**Short problem**
Please add 137 to every x and y coordinate in the answer points of the data below, covering only the span from the line containing "of the grape" down to the line containing "<point>213,247</point>", with both of those lines included. Reproduce that span in full, leaving all other text in it unchanged.

[Dataset excerpt]

■ ■ ■ ■ ■

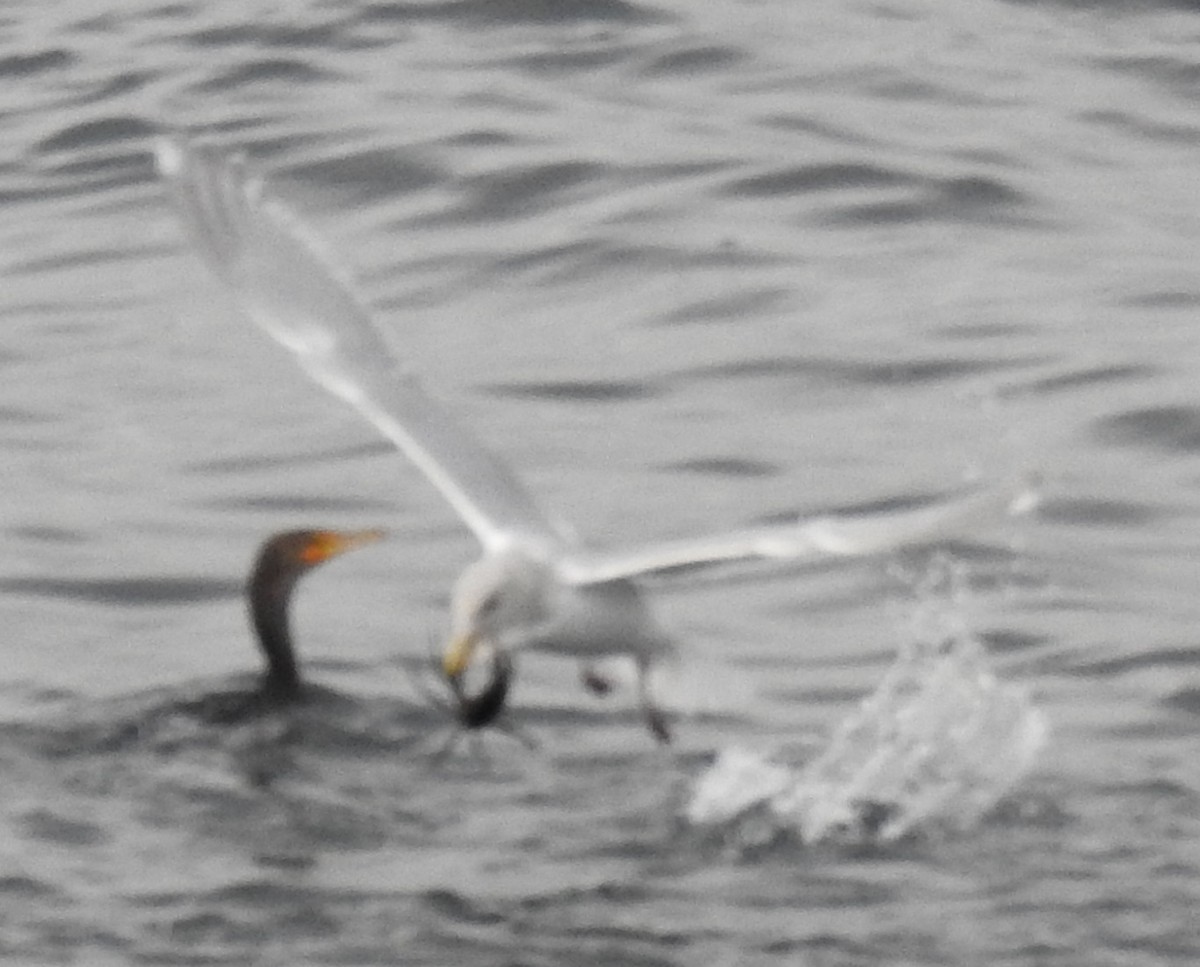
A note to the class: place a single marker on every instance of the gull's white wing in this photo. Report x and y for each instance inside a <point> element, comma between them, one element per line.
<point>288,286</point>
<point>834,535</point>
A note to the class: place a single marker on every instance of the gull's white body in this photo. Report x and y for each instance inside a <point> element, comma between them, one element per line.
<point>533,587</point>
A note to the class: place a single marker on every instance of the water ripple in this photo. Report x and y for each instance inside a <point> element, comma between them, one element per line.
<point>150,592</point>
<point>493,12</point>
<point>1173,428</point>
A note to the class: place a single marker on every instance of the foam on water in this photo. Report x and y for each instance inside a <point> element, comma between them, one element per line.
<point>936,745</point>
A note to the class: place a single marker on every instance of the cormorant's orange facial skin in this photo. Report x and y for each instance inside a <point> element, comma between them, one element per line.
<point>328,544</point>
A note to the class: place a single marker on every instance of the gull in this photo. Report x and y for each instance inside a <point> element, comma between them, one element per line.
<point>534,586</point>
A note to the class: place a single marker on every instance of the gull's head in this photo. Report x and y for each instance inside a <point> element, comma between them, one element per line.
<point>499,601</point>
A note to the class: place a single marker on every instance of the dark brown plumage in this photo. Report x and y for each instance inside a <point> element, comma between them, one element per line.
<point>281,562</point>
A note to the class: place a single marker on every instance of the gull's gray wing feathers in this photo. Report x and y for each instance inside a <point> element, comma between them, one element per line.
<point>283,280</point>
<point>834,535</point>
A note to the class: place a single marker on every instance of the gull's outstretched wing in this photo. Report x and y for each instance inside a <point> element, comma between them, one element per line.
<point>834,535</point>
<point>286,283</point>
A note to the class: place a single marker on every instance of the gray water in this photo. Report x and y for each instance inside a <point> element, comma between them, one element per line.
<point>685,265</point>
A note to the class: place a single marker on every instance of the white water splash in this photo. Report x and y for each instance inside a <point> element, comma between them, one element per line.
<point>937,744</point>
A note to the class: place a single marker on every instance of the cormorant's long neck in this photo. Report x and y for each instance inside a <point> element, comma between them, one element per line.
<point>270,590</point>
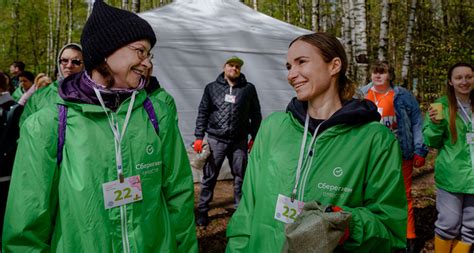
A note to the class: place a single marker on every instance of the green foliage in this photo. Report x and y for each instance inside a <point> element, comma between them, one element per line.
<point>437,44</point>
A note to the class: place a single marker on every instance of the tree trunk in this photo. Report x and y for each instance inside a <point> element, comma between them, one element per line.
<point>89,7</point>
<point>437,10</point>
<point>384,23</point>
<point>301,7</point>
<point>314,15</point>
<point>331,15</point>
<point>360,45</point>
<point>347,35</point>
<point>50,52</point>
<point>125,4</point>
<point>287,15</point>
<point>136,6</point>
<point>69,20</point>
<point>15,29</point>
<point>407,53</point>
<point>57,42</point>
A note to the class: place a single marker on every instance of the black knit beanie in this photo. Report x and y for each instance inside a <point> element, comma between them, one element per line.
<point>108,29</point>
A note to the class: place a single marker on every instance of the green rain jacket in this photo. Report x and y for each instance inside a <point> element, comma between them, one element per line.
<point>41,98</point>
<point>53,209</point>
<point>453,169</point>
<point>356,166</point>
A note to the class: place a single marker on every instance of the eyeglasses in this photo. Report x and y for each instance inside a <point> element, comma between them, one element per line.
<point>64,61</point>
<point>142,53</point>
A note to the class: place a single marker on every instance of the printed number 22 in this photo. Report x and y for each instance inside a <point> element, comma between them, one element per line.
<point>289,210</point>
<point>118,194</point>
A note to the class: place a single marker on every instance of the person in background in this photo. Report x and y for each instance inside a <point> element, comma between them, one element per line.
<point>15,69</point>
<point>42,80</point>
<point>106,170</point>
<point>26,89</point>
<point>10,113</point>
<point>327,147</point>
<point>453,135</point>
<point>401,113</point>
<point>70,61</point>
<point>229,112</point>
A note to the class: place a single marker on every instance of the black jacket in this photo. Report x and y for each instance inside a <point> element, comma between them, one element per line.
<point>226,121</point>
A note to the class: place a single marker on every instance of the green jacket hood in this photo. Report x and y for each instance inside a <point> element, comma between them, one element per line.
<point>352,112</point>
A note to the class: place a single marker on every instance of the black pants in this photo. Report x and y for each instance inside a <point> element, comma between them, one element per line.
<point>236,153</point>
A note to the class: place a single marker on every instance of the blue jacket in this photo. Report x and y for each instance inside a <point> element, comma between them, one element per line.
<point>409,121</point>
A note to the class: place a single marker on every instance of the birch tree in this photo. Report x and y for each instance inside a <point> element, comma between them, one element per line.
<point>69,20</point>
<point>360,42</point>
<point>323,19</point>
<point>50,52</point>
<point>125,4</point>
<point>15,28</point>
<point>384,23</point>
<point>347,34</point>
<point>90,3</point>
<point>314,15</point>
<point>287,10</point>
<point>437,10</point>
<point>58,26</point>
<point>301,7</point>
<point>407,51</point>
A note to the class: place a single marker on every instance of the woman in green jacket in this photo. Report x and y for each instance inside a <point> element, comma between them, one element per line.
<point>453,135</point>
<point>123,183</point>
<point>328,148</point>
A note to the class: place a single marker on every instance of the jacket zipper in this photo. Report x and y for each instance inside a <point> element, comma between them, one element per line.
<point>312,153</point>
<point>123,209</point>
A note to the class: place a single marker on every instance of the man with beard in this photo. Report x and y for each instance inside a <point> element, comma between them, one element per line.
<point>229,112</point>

■ ■ ■ ■ ■

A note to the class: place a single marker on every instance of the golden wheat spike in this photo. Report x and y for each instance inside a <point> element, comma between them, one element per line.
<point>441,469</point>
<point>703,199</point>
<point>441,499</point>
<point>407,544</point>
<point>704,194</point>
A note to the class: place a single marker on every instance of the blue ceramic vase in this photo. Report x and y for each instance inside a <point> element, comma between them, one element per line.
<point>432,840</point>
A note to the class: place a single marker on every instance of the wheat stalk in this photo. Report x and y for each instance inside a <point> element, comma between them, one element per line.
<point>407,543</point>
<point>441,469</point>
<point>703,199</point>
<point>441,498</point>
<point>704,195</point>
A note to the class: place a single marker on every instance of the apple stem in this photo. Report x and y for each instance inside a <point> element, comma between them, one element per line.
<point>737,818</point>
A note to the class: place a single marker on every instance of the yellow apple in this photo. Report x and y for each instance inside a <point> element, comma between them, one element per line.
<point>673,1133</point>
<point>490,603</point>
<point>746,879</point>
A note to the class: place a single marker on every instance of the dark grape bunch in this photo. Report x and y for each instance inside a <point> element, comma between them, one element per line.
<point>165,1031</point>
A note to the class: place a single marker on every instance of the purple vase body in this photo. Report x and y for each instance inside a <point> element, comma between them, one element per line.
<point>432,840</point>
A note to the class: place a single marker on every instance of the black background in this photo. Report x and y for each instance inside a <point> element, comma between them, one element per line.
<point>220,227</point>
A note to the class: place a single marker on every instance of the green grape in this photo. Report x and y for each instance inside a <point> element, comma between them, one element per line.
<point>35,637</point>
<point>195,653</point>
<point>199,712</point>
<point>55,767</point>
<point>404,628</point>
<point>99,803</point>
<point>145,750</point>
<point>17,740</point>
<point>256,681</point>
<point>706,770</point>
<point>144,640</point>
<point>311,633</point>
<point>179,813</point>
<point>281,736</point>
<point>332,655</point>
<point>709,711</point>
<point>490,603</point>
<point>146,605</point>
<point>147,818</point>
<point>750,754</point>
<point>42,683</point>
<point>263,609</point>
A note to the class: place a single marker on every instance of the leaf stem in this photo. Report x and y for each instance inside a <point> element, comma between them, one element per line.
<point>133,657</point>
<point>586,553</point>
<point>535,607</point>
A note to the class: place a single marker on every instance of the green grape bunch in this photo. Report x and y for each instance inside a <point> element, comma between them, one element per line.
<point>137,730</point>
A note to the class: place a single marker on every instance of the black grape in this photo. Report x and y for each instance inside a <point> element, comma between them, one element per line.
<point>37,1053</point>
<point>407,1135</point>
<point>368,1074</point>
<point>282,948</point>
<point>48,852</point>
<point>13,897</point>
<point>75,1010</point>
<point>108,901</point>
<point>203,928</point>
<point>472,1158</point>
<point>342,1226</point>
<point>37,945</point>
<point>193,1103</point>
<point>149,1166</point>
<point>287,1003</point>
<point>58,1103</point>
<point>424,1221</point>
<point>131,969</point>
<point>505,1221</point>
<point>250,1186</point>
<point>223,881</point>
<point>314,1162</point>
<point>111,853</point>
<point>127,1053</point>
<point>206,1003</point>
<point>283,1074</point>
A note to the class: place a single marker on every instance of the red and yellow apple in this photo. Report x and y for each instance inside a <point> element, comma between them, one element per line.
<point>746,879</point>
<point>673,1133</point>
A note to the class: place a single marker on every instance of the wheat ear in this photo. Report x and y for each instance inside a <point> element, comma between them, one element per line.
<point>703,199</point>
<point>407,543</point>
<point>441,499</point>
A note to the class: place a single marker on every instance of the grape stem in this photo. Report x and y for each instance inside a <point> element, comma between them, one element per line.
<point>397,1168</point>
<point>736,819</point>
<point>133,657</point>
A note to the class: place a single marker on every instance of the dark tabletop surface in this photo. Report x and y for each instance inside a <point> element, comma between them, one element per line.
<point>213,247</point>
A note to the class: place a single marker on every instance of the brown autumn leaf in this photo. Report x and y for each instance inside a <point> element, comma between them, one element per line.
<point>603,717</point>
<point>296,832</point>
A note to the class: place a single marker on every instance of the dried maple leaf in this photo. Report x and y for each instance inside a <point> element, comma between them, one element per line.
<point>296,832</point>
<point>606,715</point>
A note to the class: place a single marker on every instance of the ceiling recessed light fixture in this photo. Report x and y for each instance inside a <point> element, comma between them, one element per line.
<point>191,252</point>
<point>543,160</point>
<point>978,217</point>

■ ■ ■ ■ ■

**Response**
A note to the class: place a single marker on every instance of the grape stem in this photo. Report x and y for each instance inside a <point> element, comma between them, one element per line.
<point>534,1305</point>
<point>873,956</point>
<point>270,794</point>
A note to the class: place a single marker on every instance of the dark tabletop surface in this photo. Report x and y for each instance inside a <point> element, comma between them, one element per line.
<point>350,384</point>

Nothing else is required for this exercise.